### Work instructions
In the lines from the start through the line containing "[71,257,727,420]", swap "Respond with the bounding box" for "Give the bounding box" and give those lines back with nothing else changed.

### Entries shown
-*-
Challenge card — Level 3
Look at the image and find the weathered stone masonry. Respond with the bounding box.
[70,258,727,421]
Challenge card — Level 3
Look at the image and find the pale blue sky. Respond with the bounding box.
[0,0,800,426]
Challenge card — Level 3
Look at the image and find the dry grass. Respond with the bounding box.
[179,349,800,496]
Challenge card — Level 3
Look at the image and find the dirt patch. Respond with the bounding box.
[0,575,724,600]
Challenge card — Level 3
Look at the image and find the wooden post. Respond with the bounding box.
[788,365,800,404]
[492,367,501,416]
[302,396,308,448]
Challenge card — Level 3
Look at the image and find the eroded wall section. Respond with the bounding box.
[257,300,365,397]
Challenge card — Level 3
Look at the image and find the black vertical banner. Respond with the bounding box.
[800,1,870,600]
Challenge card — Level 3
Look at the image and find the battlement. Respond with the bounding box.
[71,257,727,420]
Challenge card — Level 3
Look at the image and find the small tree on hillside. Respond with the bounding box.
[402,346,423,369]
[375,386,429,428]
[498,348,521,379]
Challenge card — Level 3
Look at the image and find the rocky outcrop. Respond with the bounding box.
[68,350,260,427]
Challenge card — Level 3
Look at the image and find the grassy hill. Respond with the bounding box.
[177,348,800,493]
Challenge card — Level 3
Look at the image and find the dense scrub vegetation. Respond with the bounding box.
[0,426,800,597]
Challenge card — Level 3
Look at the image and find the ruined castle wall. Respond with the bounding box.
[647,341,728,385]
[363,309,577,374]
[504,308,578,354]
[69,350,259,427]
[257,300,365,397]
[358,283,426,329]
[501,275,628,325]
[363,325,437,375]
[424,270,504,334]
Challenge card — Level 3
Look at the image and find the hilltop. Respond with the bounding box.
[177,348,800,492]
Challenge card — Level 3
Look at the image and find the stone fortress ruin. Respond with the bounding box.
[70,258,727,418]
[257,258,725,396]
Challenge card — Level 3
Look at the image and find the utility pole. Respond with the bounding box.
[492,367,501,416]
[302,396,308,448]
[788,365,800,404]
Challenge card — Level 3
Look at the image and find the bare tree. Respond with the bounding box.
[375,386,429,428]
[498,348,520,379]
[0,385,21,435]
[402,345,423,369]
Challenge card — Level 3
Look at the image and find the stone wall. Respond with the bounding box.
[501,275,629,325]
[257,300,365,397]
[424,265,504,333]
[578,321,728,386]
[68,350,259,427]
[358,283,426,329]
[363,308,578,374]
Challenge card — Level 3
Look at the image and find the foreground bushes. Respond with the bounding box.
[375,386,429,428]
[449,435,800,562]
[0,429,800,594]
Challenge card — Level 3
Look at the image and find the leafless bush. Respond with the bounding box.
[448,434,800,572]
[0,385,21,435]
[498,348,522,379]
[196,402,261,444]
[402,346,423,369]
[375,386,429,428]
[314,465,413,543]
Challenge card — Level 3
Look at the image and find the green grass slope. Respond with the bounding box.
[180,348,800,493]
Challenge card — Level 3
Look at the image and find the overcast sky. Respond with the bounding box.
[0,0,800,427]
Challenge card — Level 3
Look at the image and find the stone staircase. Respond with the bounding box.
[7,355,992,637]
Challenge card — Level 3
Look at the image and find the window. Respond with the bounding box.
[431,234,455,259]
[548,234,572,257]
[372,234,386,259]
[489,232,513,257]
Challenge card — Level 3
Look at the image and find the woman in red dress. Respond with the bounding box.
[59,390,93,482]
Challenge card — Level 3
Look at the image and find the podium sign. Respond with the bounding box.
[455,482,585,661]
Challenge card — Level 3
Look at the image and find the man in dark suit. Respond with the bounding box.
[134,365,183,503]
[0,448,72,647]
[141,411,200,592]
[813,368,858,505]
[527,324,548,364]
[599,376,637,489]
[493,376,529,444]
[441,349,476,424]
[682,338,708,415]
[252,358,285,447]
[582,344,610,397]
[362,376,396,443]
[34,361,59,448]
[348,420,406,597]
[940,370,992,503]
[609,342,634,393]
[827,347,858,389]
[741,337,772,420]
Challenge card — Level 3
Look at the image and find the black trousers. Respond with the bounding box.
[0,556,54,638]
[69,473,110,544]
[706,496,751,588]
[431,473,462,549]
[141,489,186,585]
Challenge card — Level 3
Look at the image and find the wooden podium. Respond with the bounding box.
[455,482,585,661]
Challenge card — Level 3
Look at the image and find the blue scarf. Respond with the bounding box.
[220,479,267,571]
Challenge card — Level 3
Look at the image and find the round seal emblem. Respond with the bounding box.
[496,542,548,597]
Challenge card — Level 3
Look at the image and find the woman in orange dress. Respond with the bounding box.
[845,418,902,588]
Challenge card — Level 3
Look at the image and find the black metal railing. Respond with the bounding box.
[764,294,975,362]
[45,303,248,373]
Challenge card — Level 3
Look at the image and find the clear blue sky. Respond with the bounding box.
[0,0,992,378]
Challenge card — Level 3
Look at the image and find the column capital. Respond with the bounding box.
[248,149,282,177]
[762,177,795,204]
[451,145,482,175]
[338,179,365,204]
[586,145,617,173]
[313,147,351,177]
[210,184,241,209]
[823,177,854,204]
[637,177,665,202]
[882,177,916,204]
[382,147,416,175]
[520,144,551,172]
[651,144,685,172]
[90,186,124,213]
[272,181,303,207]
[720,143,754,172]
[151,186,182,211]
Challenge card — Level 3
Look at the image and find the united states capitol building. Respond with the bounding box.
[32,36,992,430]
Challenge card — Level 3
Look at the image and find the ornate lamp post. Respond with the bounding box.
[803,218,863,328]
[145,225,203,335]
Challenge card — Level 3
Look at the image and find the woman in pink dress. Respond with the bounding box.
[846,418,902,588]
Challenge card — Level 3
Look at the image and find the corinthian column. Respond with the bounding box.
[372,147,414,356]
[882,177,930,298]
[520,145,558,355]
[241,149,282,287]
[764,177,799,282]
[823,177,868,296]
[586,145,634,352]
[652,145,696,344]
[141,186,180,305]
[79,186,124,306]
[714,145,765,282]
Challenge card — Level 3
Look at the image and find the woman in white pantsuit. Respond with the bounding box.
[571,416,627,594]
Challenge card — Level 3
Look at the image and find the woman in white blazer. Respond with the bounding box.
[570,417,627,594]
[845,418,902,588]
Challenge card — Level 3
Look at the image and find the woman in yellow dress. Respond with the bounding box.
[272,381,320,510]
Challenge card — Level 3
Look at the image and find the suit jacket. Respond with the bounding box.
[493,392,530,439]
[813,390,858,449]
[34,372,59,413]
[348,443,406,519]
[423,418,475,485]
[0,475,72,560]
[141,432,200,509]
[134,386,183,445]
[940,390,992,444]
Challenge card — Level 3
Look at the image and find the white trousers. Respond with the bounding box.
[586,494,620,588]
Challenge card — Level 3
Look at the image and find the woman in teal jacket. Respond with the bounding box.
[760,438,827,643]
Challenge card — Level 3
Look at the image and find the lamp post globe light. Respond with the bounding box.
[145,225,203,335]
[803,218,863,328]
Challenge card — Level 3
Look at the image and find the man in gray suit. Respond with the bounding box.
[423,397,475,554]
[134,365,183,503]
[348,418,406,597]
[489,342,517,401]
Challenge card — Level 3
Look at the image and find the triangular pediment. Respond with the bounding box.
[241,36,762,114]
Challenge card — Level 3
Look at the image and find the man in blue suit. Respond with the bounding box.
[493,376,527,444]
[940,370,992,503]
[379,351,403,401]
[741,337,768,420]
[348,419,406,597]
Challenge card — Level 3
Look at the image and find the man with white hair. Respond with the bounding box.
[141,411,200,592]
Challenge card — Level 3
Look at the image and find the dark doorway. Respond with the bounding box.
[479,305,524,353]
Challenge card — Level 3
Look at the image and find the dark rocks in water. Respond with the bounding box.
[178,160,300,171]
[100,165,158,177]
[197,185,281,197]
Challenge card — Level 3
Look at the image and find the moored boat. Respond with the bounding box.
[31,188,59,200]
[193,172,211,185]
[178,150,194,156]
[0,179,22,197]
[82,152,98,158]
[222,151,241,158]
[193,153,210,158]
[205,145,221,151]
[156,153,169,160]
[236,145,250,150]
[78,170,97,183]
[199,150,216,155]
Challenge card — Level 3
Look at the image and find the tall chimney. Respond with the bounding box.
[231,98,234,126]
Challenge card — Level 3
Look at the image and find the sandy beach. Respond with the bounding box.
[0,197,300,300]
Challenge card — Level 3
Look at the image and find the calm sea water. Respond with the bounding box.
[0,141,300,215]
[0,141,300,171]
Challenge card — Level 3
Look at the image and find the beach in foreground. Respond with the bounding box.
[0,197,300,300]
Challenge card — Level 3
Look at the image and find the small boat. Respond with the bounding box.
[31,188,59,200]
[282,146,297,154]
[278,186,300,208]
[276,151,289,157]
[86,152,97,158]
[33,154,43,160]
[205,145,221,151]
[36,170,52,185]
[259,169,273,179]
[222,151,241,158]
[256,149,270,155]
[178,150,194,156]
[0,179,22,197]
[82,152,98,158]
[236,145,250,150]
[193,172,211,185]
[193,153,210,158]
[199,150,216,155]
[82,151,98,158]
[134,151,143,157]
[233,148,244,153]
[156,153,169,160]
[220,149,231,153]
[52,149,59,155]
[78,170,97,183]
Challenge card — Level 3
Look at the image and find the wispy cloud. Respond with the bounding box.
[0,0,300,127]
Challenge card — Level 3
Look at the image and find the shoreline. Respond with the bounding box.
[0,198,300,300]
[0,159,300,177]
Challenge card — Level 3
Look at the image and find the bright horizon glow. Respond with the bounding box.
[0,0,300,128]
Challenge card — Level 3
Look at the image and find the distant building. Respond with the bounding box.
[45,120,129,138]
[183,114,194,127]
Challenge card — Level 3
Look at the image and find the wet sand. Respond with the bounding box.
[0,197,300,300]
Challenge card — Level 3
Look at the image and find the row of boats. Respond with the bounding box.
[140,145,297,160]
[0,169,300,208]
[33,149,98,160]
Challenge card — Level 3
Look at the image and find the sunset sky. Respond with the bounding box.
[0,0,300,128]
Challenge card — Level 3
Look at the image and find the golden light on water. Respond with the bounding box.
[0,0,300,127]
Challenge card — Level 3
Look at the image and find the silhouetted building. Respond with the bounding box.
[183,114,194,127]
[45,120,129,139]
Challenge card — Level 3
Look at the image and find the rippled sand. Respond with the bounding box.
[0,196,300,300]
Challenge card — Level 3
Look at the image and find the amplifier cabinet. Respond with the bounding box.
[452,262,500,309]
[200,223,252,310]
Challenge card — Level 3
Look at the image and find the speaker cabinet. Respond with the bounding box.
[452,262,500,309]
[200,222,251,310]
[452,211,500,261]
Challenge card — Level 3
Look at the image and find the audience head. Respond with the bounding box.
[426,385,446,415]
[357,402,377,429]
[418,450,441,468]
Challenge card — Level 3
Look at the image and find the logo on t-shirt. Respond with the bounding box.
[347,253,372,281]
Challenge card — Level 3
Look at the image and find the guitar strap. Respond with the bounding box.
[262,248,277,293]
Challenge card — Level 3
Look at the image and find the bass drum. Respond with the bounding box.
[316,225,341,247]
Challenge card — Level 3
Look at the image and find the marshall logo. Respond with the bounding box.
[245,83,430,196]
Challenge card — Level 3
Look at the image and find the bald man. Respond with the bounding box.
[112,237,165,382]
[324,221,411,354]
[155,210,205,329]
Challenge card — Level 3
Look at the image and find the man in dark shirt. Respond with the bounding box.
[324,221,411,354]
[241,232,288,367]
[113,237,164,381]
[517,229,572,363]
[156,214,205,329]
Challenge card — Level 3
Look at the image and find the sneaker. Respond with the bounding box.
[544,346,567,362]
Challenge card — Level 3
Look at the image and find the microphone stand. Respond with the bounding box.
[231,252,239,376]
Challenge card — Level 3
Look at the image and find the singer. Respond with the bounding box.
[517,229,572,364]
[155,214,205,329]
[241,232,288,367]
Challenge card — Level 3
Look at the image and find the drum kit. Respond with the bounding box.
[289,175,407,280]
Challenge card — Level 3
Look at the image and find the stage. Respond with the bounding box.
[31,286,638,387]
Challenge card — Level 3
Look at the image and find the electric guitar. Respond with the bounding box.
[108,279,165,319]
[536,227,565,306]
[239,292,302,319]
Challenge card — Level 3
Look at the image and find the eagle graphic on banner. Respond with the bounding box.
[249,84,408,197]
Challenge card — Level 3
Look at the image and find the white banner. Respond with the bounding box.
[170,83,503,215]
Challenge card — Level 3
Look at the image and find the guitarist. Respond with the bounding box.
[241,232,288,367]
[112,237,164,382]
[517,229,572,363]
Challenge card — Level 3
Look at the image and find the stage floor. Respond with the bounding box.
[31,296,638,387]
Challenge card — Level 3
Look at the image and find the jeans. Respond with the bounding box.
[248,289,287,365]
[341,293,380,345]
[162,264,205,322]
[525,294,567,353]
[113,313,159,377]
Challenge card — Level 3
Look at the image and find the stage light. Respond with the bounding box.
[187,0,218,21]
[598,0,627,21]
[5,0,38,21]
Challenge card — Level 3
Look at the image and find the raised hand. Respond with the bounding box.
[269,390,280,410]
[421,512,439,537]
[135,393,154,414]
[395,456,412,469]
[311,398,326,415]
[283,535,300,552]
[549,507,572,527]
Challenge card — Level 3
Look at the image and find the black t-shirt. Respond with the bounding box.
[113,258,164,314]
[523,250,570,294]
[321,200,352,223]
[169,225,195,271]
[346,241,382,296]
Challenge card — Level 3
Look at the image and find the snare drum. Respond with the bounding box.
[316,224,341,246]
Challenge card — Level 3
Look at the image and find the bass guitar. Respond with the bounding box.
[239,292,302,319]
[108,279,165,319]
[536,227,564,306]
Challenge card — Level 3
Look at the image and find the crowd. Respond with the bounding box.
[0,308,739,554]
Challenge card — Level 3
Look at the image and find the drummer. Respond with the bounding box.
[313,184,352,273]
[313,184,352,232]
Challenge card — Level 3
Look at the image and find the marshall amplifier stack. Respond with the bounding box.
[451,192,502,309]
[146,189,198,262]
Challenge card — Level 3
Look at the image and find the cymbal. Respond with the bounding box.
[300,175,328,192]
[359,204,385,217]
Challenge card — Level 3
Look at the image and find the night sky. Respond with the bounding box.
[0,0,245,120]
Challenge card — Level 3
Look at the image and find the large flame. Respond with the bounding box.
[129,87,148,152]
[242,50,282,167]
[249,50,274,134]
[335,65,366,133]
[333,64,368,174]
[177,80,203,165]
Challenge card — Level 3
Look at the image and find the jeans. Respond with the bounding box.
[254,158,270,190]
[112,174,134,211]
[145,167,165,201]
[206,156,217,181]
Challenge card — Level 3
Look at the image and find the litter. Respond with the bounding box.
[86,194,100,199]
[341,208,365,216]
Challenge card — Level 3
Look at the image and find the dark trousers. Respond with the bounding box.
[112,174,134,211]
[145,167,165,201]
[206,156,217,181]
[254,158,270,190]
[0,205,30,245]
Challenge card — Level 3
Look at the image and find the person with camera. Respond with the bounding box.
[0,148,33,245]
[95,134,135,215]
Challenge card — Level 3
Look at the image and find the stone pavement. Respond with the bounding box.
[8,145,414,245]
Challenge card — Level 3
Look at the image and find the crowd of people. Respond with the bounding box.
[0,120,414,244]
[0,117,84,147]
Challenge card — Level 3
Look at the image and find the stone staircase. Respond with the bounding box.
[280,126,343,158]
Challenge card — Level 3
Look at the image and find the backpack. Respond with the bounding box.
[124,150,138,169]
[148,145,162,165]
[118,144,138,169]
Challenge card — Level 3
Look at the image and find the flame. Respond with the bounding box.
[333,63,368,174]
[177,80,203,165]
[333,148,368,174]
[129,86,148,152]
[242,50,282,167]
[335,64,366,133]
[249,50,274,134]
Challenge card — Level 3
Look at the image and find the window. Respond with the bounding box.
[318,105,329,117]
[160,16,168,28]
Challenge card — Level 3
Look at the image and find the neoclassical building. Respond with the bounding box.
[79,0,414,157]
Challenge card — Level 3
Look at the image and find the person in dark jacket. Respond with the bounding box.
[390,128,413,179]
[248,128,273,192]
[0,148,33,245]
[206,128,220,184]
-*-
### Answer to this exercise
Challenge card — Level 3
Look at the image and find the weathered stone masonry. Give the bounding box.
[70,258,727,421]
Challenge card — Level 3
Look at the image and find the pale blue sky. Give the bounding box.
[0,0,800,426]
Challenge card — Level 3
Look at the image and find the dry grass. Give the bounding box.
[179,349,800,496]
Challenge card — Level 3
Look at the image and find the dirt patch. Give the bounding box.
[0,575,724,600]
Challenge card — Level 3
Look at the image and find the wooden post. Give the bounding box.
[788,365,800,404]
[492,367,501,416]
[302,396,308,448]
Challenge card — Level 3
Look at the image and find the eroded wall section. Give the bounding box.
[257,300,365,397]
Challenge card — Level 3
Look at the image and find the black vertical banner. Give the bounding box.
[800,1,870,600]
Challenge card — Level 3
Look at the image and find the battlement. Give the bounding box.
[71,257,727,420]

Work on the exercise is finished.